__Given task 1__
According to the post on the Marin County topo-bathy surface release, which version of the terrain was the last one developed in California Coordinates?
__Given task 2__
Write the next part of the post on the Marin County topo-bathy surface release, starting after its final sentence.

__Text excerpt__
═══
Archive for August, 2010

Aug 27 2010

Marin County Topo-Bathy Surface “tbsm45cm” Released as 2010.08

Blemishes notwithstanding, nearly six months of back-burner work has reached a threshold of readiness and is outward bound to some engineering firms, flood mappers at FEMA, and interested parties within the county. A handful of known issues remain unresolved. Proper name is “tbsm45cm_20100823″, proper edition is “2010.08″.

This is the third version of the terrain. Second version was “2010.01″ and included multiple LiDAR data sets, but fewer than presently used, and was a topographic model only. First version was “2009.09″ and was mainly photogrammetry and FEMA LiDAR, and was the last version to be developed in California Coordinates. Once the massive NCALM LiDAR data sets were processed, it became easier to move everything into WGS84 UTM zone 10 north meters projection, WGS84 NAVD88 CONTUS Geoid 2003 vertical position.

The NOAA utility program VDatum, a brilliant Java-based application able to stream-process data sets of near-infinite size, brought the NCALM data to heel, and opened up decades of NOAA depth surveys to our use in integrated topographic-bathymetric surface modeling.

First-return NOAA ALACE LiDAR swaths were fused along the outer coast, as bare-earth filtered versions were not produced in 1997–2002; the benefits of LiDAR detail along the rocky coast do seem to outweigh the distracting appearance of structures near Rodeo Lagoon, Stinson Beach, and outboard Bolinas.

When ArcGIS 9.4 beta 2 reached its limit in ability to render the terrain dataset into 45cm grid over the full extent, the clipping quadrants created to resolve this problem ended up chopping a very small portion of Sonoma county that drains into Estero Americano; the full watershed remains intact in the 1-meter version of the terrain grid under analysis for county-wide hydrology. Likewise, the tighter clipping quadrants lost a few hundred meters of San Pablo Bay bathymetry just west of where Marin, Sonoma, Contra Costa, and Solano counties meet. Also, tighter clipping quadrants snipped a portion of the San Francisco Bar southerly of San Francisco’s Seal Rock that was intended to be part of the model. All of these areas exist in the 100cm grid, and will be part of drainage analysis.

Happily, we have updated the workstation to ArcGIS 10, and have been enjoying such great speed gains with Spatial Analyst that our ERDAS use has been noticably reduced. Finally, Spatial Analyst is often showing performance nearly on par with ERDAS. Thank goodness that the Raster Calculator survived the transition to version 10 ArcGIS!

Painfully, the existence of unutilized bathymetric data sets for upper broad-channel Corte Madera Creek and Bolinas Lagoon have been revealed this week. Hey, there’s already something to look forward to for the next build!
═══
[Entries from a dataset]
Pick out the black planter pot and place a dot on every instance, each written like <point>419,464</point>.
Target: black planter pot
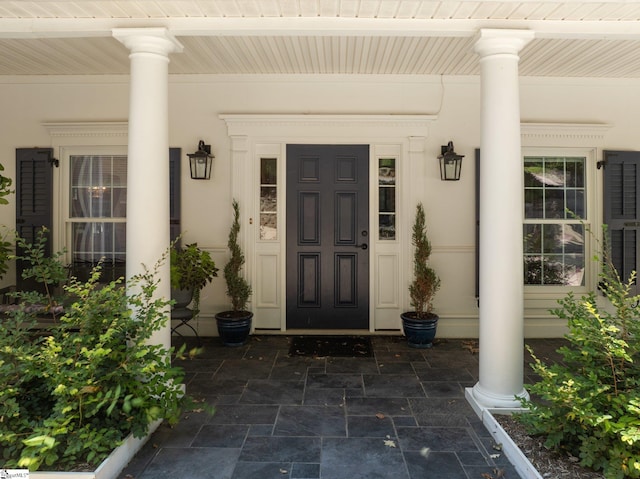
<point>419,332</point>
<point>234,327</point>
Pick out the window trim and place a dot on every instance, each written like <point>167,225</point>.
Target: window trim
<point>590,221</point>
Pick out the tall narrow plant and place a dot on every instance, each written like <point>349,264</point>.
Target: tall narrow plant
<point>238,289</point>
<point>425,282</point>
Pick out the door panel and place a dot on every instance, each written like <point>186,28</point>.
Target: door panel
<point>327,226</point>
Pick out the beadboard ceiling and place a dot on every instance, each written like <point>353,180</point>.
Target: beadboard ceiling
<point>408,37</point>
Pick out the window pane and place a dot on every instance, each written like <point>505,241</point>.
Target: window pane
═══
__Written response 1__
The first version, "2009.09", was the last one developed in California Coordinates.

__Written response 2__
The new terrain is getting some immediate use in support of an effort to participate in ESRI’s Community Maps Program for large-scale topographic mapping. The Program provides a template geodatabase with 36 vector feature classes and two raster, into which local agencies may pour their data. Once tucked into a conforming schema, a template multi-scale map document is provided with 120 layers—30 at each of four large scales that correspond to Google Maps and Bing Maps projection and cache tiling schema. The difference is that the template document makes use of ESRI tools to allow much more local detail to be packed into a map designed with notably more sophisticated cartography than either Google or Bing maps now have. The Community Maps Program concept is that local agencies may publish their local detailed content in a fairly uniform style, while retaining a world-wide seamless context for their surrounding area.

Qualitatively, the effect is that, when viewing the ArcGIS.com topo map alongside either Google or Bing maps (on two monitors, with comparison made at the same scale), the ArcGIS.com map looks to be a larger scale. It isn’t, and I’ve measured the size of features to convince myself, but my mind insists that I’m zoomed farther in on the ArcGIS.com map for some reason. My guess is that it is a perceptual effect of the much greater amount of information that is cleanly displayed in the ArcGIS.com map versus the much sparser Google and Bing content at these large zoom levels. Try it out—it’s like a carto version of an optical illusion!

The 120 layers in the template large-scale topographic base map from the ESRI Community Maps Program are arranged to provide four precise cartographic designs for Google/Bing map cache levels 16 through 19, which correspond to these display scales
1:15000–1:6001 (level 16, a.k.a. ~9k)
1:6000–1:3501 (level 17, a.k.a. ~4.5k)
1:3000–1:1501 (level 18, a.k.a. ~2k)
1:1500–1:501 (level 19, a.k.a. ~1k)
One of the most attractive areas currently online is Toronto, ON where at levels 18 and 19, individual building outlines are graced with street addresses.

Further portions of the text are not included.